═══ EXCERPTED TEXT
It depends on your goals. (that does not mean much in the real world)

the quality of the meetings in terms of peer review and scrutiny (in terms of what is accepted) is
1) USCAP
2) ASCP
3) CAP

Totally agree. USCAP is far the largest and has the most residents going, but doesn't nec. mean it's the "best." Depends on what you're looking for. USCAP has more of an academic, cutting-edge sort of feel (but fortunately more translational research type...not hardcore, bench stuff). ASCP a bit less on this, but more resident-oriented (i.e. courses are more geared towards general, perhaps private practice pathologists). CAP's basically like ASCP but again less academic and more resident/general education oriented, but a bit more formal/fancy (at least in my opinion) than ASCP.

To sum up my assessment of the overall "feel" of the sessions based on the majority of dudes' outfits (obviously exceptions exist):
1) USCAP - tons of suits/ties
2) CAP - sports jackets
3) ASCP - slacks and a shirt

Best story I can give is sitting in a GI lecture at an ASCP course, roomed filled with obvious private practice folks and some residents, and the presented asked the crowd (as an intro to particular topic) "So how many of you have encountered a GIST in your practice?" In my mind as a resident at a larger academic center, I was under the assumption that a bunch of folks would be raising their hands...but saw only a few hands go up, in the room of around 100-200 or so. At USCAP I think things would have been different.
══════
### WHAT TO PRODUCE
Continue the discussion comparing the USCAP, ASCP, and CAP pathology meetings from its last sentence. The lines after this point are separate material and have no connection to the discussion above.
═══ EXTRACTED MATERIAL
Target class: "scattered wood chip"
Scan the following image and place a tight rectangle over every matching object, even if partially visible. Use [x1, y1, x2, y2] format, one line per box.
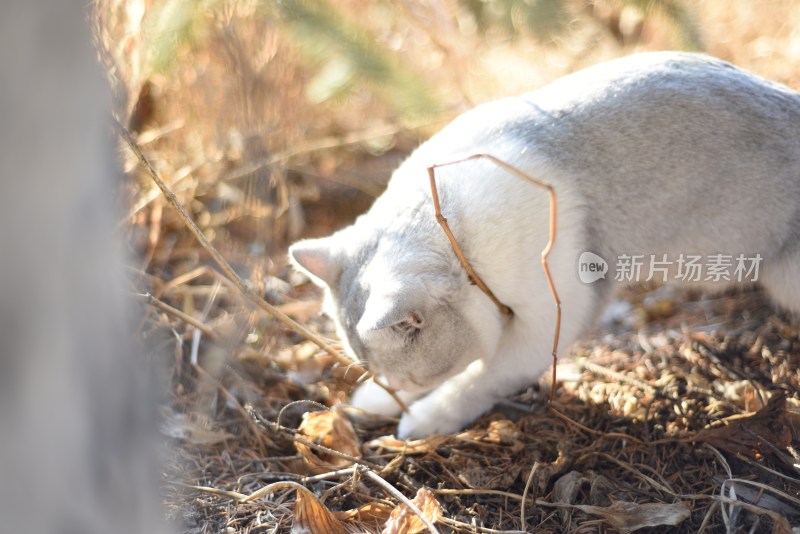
[333, 502, 394, 526]
[696, 392, 792, 460]
[576, 501, 692, 532]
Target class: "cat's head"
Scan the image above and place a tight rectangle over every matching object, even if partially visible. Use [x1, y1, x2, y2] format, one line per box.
[289, 225, 501, 392]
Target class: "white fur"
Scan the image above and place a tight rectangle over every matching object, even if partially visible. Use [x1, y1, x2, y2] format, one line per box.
[291, 53, 800, 437]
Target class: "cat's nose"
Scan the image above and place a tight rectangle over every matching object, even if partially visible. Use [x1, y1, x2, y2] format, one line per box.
[385, 376, 419, 391]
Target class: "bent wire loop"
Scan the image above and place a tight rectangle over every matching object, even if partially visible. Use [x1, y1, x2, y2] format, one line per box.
[428, 152, 561, 401]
══════
### RESULT FOR THIS TASK
But having attended courses at both, I really enjoyed the more general review type courses at ASCP. I could very easily just show up a talk on say adrenal tumors and get a great, overall review, as if I'd just read up on say the WHO or AFIP. But at USCAP, I'd be a bit more nervous about picking a random section to attend. Their review is less detailed and often dives right into current issues/debates, topics you'd instead find in AJSP/etc. But it's great to solidify an area you're interested in, making you even more up2date.